Locate the line that contains "of the raised". Copy it and every following line through the end of the records, exactly, and include nothing else.

## DATA
------------------------

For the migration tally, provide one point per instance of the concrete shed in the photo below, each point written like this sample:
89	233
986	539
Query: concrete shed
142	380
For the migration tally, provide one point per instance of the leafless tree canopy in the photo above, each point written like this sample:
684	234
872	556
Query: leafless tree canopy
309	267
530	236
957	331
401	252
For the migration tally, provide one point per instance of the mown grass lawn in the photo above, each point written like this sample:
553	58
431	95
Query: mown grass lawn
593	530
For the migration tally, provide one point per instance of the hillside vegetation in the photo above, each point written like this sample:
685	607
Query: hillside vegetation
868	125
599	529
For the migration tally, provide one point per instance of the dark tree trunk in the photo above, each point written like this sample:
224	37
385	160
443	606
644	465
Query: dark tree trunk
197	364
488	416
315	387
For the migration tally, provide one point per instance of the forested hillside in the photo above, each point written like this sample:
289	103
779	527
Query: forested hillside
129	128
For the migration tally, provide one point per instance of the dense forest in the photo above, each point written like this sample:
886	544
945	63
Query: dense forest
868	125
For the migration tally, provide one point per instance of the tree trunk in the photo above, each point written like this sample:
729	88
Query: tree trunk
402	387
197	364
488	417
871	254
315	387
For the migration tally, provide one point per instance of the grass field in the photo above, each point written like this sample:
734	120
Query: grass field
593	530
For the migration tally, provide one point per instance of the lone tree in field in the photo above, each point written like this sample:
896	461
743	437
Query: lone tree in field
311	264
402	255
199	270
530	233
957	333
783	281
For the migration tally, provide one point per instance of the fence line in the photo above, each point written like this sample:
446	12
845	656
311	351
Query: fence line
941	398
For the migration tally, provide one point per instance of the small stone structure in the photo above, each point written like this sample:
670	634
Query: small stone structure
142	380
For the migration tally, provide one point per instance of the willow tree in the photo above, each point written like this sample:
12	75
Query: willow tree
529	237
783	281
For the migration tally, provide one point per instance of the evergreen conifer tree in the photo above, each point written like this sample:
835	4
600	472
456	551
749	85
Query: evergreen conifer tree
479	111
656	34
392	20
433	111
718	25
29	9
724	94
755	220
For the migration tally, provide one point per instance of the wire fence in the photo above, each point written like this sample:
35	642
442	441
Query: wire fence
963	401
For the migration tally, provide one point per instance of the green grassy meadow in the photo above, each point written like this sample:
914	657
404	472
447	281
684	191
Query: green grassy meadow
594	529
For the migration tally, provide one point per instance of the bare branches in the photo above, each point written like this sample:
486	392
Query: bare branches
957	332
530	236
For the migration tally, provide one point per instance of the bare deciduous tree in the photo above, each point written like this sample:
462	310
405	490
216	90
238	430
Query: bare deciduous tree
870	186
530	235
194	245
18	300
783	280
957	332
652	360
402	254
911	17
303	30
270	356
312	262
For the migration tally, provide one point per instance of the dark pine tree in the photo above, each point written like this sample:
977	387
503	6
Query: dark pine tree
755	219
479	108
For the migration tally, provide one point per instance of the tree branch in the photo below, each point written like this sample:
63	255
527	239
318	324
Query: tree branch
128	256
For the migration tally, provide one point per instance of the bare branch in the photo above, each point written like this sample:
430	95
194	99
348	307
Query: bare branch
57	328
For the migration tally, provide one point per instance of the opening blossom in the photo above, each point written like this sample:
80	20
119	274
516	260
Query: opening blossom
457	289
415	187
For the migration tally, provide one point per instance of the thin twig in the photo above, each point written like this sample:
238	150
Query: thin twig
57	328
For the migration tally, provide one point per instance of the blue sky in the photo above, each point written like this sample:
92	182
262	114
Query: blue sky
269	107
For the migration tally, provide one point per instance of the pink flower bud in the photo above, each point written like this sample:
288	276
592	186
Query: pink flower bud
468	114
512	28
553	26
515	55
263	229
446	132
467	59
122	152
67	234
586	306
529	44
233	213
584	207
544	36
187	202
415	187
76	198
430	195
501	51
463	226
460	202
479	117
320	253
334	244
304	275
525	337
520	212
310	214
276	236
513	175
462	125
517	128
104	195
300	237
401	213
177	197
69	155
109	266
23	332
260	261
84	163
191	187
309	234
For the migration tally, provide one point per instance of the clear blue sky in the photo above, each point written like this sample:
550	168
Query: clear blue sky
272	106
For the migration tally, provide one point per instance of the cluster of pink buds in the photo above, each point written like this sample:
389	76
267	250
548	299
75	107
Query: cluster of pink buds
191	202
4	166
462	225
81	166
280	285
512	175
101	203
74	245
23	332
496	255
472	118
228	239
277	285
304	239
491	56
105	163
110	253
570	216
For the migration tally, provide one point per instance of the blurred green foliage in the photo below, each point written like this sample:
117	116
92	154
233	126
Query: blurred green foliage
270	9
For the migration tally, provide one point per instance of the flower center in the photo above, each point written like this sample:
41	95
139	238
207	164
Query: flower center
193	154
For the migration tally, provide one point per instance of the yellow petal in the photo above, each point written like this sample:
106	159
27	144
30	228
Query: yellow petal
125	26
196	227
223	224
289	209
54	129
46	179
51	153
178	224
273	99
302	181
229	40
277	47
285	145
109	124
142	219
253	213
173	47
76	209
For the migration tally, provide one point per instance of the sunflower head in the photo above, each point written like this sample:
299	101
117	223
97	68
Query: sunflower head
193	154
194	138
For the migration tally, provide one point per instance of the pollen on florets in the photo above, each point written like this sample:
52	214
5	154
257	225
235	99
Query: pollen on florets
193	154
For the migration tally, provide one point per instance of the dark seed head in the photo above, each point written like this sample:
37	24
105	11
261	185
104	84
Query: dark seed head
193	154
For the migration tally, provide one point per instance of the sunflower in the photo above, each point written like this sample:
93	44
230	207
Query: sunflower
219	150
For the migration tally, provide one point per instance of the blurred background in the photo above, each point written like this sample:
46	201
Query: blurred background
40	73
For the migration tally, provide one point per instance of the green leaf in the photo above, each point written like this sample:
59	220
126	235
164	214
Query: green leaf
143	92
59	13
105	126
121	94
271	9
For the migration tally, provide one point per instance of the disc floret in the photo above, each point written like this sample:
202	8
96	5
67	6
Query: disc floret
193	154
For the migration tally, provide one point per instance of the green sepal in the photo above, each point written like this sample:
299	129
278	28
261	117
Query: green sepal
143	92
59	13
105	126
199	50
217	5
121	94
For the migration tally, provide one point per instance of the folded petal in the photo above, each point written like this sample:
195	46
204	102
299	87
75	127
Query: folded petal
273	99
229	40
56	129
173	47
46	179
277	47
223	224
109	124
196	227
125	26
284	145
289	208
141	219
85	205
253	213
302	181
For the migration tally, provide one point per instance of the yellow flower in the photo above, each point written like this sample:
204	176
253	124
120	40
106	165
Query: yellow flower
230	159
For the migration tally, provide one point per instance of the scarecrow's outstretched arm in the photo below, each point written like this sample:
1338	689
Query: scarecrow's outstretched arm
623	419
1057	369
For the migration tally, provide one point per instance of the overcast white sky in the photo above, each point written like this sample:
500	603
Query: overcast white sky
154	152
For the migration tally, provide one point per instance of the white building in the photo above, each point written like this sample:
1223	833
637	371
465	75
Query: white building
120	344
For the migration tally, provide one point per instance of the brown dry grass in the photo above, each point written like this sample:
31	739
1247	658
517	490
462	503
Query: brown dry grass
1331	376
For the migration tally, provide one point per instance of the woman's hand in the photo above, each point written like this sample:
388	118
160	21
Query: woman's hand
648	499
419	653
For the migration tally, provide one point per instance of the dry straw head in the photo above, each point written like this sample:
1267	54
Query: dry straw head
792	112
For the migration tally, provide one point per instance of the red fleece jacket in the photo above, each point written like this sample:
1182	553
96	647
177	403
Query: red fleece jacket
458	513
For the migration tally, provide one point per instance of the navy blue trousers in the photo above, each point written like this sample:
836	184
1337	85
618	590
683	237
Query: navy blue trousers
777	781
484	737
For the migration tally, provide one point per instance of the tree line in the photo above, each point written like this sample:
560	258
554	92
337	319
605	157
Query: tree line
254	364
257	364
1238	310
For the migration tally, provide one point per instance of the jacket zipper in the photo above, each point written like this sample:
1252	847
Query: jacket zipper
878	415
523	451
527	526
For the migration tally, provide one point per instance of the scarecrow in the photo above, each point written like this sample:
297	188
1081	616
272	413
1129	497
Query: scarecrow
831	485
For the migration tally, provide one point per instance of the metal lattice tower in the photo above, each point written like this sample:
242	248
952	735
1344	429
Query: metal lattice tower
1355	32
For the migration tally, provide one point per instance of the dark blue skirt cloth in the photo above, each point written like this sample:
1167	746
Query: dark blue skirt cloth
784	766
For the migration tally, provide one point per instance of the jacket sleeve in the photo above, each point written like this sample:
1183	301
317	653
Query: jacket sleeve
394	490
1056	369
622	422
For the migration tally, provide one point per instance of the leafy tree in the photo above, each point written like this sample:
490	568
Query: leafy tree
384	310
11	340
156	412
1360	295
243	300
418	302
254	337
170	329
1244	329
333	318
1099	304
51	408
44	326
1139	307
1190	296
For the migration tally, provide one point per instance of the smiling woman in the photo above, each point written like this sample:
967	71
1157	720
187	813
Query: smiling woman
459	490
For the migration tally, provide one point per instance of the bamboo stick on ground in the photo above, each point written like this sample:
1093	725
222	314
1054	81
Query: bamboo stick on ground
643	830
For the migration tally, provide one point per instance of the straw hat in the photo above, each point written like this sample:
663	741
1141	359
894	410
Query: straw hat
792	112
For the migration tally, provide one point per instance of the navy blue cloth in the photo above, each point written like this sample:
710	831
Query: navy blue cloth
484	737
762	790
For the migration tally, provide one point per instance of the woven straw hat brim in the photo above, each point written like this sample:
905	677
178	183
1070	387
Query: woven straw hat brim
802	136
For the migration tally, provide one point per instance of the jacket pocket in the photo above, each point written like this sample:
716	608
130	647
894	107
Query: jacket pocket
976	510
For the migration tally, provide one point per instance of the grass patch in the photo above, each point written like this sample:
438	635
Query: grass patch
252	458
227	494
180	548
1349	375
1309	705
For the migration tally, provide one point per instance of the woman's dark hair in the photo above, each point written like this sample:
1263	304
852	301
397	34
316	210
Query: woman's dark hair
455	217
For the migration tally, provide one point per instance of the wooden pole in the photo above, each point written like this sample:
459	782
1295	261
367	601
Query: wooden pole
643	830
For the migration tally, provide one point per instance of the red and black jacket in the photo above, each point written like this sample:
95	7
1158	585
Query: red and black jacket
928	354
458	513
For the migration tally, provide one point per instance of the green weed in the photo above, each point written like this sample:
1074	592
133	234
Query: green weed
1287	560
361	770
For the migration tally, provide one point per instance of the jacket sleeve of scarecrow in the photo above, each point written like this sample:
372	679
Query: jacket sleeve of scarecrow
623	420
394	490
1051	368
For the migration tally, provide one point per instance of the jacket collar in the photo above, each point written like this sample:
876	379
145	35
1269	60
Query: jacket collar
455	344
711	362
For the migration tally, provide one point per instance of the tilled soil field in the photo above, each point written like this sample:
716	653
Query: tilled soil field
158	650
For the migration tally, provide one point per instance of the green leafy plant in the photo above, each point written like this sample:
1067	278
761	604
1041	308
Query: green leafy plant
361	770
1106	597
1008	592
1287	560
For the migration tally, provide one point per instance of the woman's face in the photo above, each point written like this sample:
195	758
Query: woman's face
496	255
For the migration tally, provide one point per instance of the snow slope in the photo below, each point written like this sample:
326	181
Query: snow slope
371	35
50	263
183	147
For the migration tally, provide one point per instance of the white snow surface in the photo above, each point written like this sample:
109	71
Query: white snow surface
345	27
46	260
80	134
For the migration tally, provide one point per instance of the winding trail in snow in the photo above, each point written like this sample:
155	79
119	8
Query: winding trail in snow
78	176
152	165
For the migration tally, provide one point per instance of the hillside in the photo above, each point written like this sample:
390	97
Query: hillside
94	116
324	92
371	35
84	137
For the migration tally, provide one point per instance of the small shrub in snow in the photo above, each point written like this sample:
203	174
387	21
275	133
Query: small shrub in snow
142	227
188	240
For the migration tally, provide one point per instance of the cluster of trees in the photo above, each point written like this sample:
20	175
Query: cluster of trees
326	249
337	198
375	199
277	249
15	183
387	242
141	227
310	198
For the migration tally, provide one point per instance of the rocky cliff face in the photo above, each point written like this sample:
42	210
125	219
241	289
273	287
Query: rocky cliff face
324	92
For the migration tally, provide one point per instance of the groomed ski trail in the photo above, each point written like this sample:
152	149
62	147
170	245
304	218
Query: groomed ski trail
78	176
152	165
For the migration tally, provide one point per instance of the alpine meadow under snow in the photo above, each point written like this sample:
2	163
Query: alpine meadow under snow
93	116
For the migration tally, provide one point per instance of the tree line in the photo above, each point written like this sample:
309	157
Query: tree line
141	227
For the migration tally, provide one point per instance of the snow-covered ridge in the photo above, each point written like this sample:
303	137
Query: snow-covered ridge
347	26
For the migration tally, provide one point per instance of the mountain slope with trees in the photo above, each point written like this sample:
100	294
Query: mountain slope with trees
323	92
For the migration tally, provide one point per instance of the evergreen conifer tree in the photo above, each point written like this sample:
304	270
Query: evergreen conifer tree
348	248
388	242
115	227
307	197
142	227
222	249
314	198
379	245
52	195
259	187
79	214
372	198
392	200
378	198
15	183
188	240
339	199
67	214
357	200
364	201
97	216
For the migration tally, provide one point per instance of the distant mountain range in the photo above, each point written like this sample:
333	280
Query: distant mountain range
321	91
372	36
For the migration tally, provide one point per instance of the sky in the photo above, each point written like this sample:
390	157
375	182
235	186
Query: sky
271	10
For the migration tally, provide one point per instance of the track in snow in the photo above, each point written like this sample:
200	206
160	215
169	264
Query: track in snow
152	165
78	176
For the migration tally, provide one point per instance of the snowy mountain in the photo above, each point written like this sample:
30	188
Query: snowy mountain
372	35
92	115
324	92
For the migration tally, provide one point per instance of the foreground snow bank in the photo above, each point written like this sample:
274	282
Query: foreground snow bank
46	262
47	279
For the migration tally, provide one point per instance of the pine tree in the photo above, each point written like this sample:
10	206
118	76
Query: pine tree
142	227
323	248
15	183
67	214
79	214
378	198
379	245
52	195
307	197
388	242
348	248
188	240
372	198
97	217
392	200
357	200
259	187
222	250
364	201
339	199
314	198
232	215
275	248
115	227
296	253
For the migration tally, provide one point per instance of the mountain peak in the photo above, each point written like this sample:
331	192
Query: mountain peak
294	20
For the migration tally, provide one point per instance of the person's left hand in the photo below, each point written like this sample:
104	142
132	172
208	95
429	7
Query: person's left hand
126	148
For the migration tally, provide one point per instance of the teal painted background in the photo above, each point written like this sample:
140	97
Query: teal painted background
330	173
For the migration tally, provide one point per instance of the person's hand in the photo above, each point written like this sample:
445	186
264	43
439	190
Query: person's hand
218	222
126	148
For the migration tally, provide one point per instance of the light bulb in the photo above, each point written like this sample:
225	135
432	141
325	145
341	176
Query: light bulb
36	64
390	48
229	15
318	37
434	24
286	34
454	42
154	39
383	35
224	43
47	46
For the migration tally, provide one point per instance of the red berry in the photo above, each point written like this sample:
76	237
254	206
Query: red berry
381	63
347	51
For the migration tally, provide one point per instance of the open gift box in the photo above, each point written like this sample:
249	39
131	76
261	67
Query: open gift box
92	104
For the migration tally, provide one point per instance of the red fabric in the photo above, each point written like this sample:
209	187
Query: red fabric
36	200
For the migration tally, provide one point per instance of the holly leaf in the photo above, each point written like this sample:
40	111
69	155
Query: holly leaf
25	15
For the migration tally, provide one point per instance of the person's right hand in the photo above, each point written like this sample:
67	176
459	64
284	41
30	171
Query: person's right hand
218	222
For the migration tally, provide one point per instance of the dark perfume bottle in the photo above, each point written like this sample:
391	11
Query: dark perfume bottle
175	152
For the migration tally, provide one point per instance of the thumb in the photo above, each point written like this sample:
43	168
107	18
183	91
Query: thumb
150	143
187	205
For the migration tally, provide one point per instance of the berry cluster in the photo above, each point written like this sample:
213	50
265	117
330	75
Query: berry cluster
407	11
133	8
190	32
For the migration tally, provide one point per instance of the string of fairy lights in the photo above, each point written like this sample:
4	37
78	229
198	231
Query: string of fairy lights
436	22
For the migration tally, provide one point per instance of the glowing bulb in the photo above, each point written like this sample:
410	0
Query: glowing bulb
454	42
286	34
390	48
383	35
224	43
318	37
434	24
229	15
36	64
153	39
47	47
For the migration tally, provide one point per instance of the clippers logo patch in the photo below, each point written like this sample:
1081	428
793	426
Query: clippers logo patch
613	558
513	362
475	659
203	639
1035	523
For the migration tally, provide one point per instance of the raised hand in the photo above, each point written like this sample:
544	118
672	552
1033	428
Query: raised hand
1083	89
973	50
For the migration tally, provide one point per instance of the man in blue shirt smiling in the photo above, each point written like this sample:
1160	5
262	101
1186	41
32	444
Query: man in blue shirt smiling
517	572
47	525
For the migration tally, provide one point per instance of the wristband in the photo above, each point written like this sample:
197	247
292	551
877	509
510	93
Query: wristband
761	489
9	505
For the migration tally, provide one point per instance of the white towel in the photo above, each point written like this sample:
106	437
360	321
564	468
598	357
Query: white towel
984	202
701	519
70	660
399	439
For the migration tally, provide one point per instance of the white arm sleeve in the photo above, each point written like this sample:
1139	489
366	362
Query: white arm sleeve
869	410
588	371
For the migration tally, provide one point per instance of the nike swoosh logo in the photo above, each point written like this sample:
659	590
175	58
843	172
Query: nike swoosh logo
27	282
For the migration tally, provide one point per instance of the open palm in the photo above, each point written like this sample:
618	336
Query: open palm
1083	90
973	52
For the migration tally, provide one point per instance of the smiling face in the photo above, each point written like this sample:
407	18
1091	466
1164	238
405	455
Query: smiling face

------------------------

## OUTPUT OF THE TASK
For the migration tally, provide one point per instance of the raised hand in the photo above, each point written like this sample:
544	118
672	552
1033	428
Query: raised hand
1083	89
973	50
For the migration tally, provide one point per instance of the man in blue shirt smiling in the photo above, each point written like this sample:
1160	5
262	101
1186	41
32	444
Query: man in blue shirt smiling
517	572
47	525
For the migration tally, provide one point per instance of the wristband in the photo above, each point written like this sample:
197	247
292	551
877	509
510	93
Query: wristband
761	489
9	505
For the migration tally, provide one point per instance of the white towel in the photo above, each point written like this sample:
106	437
360	321
564	468
598	357
Query: white towel
984	202
701	519
70	660
399	439
For the migration tally, provide one point per instance of the white arm sleeve in the photo above, each point written like this sample:
1139	489
366	362
Query: white arm sleeve
869	410
588	371
For the migration tally, provide one point per instance of the nike swoosh logo in the photo above, each point written like this sample:
659	590
175	58
843	172
Query: nike swoosh logo
27	282
For the migration tally, provide one point per instance of the open palm in the photo above, each point written like this sample:
618	336
Query: open palm
1083	90
973	52
For the migration tally, provide one point per instance of the smiling face in the photo above, each point written like this sample:
407	18
1091	466
1164	238
405	455
Query: smiling face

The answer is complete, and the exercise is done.